DO THIS: Convert the lines of the listing below, from the line with "Planogram-check task. Target: steel rail" to the line with "point(56, 32)", both included, into a numbered list that leaves out blank lines.

(Pointing dataset records)
-*-*-
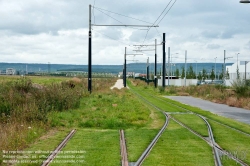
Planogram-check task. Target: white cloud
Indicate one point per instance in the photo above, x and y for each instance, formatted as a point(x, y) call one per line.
point(45, 31)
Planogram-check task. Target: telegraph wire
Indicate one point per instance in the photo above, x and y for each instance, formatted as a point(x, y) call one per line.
point(116, 19)
point(112, 38)
point(123, 15)
point(157, 20)
point(167, 12)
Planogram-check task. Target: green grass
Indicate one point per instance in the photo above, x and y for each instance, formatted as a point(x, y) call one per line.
point(232, 141)
point(92, 148)
point(137, 141)
point(227, 121)
point(177, 146)
point(111, 110)
point(194, 122)
point(43, 146)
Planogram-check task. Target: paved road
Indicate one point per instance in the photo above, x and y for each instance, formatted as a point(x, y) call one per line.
point(238, 114)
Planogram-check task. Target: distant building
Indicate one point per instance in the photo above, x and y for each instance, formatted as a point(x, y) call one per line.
point(232, 70)
point(10, 71)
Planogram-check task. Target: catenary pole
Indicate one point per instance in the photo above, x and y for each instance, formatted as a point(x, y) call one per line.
point(163, 62)
point(155, 63)
point(148, 70)
point(185, 67)
point(125, 66)
point(90, 55)
point(168, 64)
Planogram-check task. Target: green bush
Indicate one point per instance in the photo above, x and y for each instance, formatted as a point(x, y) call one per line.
point(21, 99)
point(241, 87)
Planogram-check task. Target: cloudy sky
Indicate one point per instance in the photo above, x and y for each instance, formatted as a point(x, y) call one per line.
point(42, 31)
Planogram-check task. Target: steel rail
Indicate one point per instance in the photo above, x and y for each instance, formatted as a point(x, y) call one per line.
point(212, 143)
point(124, 155)
point(154, 141)
point(242, 132)
point(215, 145)
point(58, 148)
point(211, 136)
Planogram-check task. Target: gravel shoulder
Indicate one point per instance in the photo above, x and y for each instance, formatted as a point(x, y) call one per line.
point(239, 114)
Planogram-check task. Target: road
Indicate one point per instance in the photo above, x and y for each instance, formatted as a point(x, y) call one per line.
point(238, 114)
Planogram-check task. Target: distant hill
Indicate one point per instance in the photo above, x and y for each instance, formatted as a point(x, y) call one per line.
point(132, 67)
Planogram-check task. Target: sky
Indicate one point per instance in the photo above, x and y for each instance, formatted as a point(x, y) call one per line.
point(56, 32)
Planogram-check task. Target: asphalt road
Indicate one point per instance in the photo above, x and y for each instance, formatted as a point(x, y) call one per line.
point(238, 114)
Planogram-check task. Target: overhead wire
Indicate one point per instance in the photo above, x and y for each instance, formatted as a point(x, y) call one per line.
point(112, 38)
point(156, 20)
point(123, 15)
point(116, 19)
point(159, 18)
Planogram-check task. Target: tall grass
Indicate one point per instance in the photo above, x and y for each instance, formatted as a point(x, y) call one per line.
point(24, 107)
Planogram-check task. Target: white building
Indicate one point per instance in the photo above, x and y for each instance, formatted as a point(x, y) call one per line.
point(232, 70)
point(10, 71)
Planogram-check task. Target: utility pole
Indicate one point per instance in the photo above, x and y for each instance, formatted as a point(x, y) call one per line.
point(163, 62)
point(148, 70)
point(155, 77)
point(215, 67)
point(168, 64)
point(90, 46)
point(224, 67)
point(125, 66)
point(185, 67)
point(90, 55)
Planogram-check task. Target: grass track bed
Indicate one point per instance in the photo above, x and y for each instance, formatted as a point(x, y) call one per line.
point(178, 146)
point(194, 122)
point(137, 141)
point(99, 147)
point(232, 141)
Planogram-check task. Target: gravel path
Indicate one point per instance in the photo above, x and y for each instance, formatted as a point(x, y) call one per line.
point(238, 114)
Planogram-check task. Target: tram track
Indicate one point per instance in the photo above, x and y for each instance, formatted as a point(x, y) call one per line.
point(216, 149)
point(190, 111)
-*-*-
TASK RESULT:
1. Planogram-check task. Target: steel rail
2. Indicate one point per instance in the photo above, x and y for each instance, formatted as a point(x, y) call one per line.
3. point(212, 143)
4. point(124, 155)
5. point(154, 141)
6. point(242, 132)
7. point(215, 145)
8. point(58, 148)
9. point(211, 136)
10. Planogram-check task. Target: gravel shoulder
11. Indicate one point per instance in the photo above, x and y for each instance, formatted as a point(x, y) call one per line.
12. point(239, 114)
13. Planogram-check task. Target: road
14. Indicate one point per instance in the photo above, x and y for each instance, formatted as a point(x, y) call one per line.
15. point(238, 114)
16. Planogram-check task. Target: distant hill
17. Indicate one point per instance in the photo above, x and y for each instance, formatted as a point(x, y) call one per line.
18. point(132, 67)
19. Planogram-check task. Target: sky
20. Indicate one point per instance in the photo above, x and y for each instance, formatted as a point(x, y) call one per line.
21. point(56, 32)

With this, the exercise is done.